Supplied records
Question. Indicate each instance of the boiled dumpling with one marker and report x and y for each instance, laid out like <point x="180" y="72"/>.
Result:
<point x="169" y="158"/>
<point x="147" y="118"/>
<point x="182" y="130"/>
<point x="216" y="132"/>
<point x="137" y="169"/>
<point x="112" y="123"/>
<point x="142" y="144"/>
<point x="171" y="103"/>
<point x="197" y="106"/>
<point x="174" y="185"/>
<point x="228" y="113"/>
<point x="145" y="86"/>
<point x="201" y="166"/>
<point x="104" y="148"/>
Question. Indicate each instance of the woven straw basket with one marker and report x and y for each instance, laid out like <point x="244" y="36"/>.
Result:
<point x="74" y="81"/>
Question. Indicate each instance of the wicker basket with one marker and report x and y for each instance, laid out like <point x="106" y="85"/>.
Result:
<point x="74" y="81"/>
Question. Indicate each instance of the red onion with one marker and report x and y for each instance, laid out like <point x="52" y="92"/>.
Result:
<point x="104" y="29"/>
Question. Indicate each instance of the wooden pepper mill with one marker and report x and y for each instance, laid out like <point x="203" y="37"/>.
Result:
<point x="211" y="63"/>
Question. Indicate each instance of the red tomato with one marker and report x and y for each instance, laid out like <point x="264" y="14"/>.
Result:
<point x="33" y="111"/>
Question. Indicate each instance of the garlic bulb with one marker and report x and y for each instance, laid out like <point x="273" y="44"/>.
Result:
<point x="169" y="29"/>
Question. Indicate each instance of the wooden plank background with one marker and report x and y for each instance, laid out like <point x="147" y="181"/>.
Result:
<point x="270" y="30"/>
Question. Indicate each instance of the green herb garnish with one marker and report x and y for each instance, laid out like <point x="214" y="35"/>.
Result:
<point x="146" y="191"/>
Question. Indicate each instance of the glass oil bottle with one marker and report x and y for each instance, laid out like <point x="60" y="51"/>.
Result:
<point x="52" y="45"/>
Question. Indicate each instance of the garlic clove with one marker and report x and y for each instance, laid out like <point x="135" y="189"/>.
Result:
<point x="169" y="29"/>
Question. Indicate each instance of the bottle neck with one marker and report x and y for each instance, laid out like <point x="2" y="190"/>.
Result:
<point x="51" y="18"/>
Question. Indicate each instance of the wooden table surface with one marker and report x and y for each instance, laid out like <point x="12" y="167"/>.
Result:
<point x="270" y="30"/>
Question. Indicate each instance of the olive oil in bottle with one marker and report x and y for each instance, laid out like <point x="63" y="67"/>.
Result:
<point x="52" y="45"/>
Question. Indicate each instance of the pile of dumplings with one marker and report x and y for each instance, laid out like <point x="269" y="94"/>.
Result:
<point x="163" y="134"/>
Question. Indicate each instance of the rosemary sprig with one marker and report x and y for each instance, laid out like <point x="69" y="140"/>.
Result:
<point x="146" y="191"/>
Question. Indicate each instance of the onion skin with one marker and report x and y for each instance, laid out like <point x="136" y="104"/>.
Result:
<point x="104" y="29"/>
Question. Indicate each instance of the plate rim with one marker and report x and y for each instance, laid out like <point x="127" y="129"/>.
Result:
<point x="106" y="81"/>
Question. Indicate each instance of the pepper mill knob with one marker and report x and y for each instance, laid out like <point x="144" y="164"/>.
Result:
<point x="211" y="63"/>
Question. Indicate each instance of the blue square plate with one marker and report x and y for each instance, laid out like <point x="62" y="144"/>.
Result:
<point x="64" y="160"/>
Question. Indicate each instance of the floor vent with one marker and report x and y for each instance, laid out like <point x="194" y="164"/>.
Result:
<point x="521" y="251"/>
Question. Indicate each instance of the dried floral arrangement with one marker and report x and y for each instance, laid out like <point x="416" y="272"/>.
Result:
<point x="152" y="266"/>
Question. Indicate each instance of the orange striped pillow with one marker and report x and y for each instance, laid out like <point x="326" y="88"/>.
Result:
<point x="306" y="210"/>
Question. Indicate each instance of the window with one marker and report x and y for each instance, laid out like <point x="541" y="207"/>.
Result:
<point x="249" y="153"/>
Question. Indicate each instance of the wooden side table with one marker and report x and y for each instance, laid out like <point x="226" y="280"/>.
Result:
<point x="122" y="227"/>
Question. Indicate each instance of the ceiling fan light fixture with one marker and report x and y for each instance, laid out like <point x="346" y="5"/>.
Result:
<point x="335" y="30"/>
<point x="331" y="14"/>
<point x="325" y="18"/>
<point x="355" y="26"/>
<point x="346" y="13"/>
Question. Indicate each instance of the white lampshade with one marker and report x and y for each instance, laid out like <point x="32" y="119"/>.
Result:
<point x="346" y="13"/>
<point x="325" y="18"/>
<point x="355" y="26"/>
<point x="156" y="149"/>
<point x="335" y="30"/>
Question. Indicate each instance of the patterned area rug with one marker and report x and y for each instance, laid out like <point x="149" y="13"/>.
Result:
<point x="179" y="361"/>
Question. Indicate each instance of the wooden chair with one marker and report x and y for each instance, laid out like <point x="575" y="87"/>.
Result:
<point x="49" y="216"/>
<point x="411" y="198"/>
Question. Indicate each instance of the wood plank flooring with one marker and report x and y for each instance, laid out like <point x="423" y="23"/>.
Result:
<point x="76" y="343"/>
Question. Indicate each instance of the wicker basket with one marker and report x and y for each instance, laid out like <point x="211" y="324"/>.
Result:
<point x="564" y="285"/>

Task prompt
The output is every entry, printed exactly as it reads.

Expected output
Question. Indicate each instance of the boiled dumpling with one marker and report x and y for each instance, laid out like <point x="180" y="72"/>.
Result:
<point x="169" y="158"/>
<point x="147" y="118"/>
<point x="182" y="130"/>
<point x="216" y="132"/>
<point x="137" y="169"/>
<point x="112" y="123"/>
<point x="142" y="144"/>
<point x="171" y="103"/>
<point x="197" y="106"/>
<point x="174" y="185"/>
<point x="228" y="113"/>
<point x="145" y="86"/>
<point x="201" y="166"/>
<point x="104" y="148"/>
Question. Indicate each instance of the woven straw basket with one marker and report x and y for each instance, laid out like <point x="244" y="36"/>.
Result:
<point x="74" y="81"/>
Question. Indicate each instance of the wicker basket with one marker and report x and y for each instance, laid out like <point x="106" y="85"/>.
Result:
<point x="74" y="81"/>
Question. Indicate each instance of the red onion with one marker and report x and y for each instance, laid out like <point x="52" y="92"/>.
Result:
<point x="104" y="29"/>
Question. Indicate each instance of the wooden pepper mill with one marker and report x and y for each instance, laid out like <point x="203" y="37"/>.
Result:
<point x="211" y="63"/>
Question. Indicate each instance of the red tomato with one marker and report x and y for each instance, laid out like <point x="264" y="14"/>.
Result:
<point x="33" y="111"/>
Question. Indicate each instance of the garlic bulb with one marker and report x and y for each instance, laid out like <point x="273" y="44"/>.
Result:
<point x="169" y="29"/>
Question. Indicate each instance of the wooden plank background with one marker and report x and y for each instance, laid out like <point x="147" y="181"/>.
Result:
<point x="270" y="30"/>
Question. Indicate each instance of the green herb garnish with one marker and report x and y for each instance, laid out like <point x="214" y="35"/>.
Result:
<point x="146" y="191"/>
Question. Indicate each instance of the glass oil bottle with one marker and report x and y for each instance, laid out like <point x="60" y="51"/>.
Result:
<point x="52" y="45"/>
Question. Indicate each instance of the garlic clove with one marker and report x and y for each instance, laid out like <point x="135" y="189"/>.
Result:
<point x="169" y="29"/>
Question. Indicate each instance of the bottle neck with one marker and report x and y for each instance, laid out like <point x="2" y="190"/>.
Result:
<point x="51" y="18"/>
Question. Indicate each instance of the wooden table surface with one marker and report x and y for each instance, laid out like <point x="12" y="167"/>.
Result:
<point x="270" y="30"/>
Question. Indicate each instance of the olive oil in bottle with one marker and report x and y for each instance, laid out like <point x="63" y="67"/>.
Result:
<point x="52" y="45"/>
Question. Indicate each instance of the pile of dumplings with one marker and report x and y for each instance, laid out like <point x="269" y="94"/>.
Result:
<point x="163" y="134"/>
Question. Indicate each instance of the rosemary sprig with one marker and report x and y for each instance, laid out like <point x="69" y="140"/>.
Result:
<point x="146" y="191"/>
Question. Indicate each instance of the onion skin with one marker and report x and y for each instance, laid out like <point x="136" y="104"/>.
Result:
<point x="104" y="29"/>
Question. Indicate each instance of the plate rim with one marker and report x and y for each instance, laid out like <point x="127" y="129"/>.
Result:
<point x="106" y="81"/>
Question. Indicate each instance of the pepper mill knob with one marker and report x and y for each instance, laid out like <point x="144" y="164"/>.
Result:
<point x="211" y="63"/>
Question. Indicate each instance of the blue square plate with one marker and report x and y for each instance, laid out like <point x="62" y="144"/>.
Result:
<point x="64" y="160"/>
Question. Indicate each instance of the floor vent with one marker and report x and y for each instance, laid out like <point x="194" y="164"/>.
Result:
<point x="521" y="251"/>
Question. Indicate each instance of the dried floral arrangement with one marker and report x and y for each instance, laid out like <point x="416" y="272"/>.
Result:
<point x="152" y="266"/>
Question. Indicate each instance of the orange striped pillow with one marker and report x and y for each instance, laid out like <point x="326" y="88"/>.
Result:
<point x="306" y="210"/>
Question. Indicate each instance of the window with one marker and report x and y for each instance, laid out like <point x="541" y="207"/>.
Result:
<point x="249" y="153"/>
Question. Indicate each instance of the wooden side table with one marker and report x and y for each instance, laid out like <point x="226" y="280"/>.
Result:
<point x="122" y="227"/>
Question. Indicate each instance of the ceiling fan light fixture with one marker and report x and y for each instance, laid out like <point x="346" y="5"/>.
Result:
<point x="335" y="30"/>
<point x="331" y="14"/>
<point x="325" y="18"/>
<point x="355" y="26"/>
<point x="346" y="13"/>
Question. Indicate each instance of the white lampshade with one marker and report x and y for each instance, laid out like <point x="32" y="119"/>.
Result:
<point x="346" y="13"/>
<point x="325" y="18"/>
<point x="355" y="26"/>
<point x="156" y="149"/>
<point x="335" y="30"/>
Question. Indicate each instance of the patterned area rug with one marker and report x and y for each instance, laid out like <point x="149" y="13"/>.
Result:
<point x="179" y="361"/>
Question. Indicate each instance of the wooden chair with one marker and report x and y for each instance, laid out like <point x="575" y="87"/>.
Result:
<point x="49" y="216"/>
<point x="411" y="198"/>
Question. Indicate each instance of the wood plank flooring with one marker and report x and y for each instance, laid out like <point x="423" y="23"/>.
Result:
<point x="76" y="343"/>
Question. Indicate each instance of the wicker basket with one marker and report x and y for each instance, laid out like <point x="211" y="324"/>.
Result:
<point x="564" y="285"/>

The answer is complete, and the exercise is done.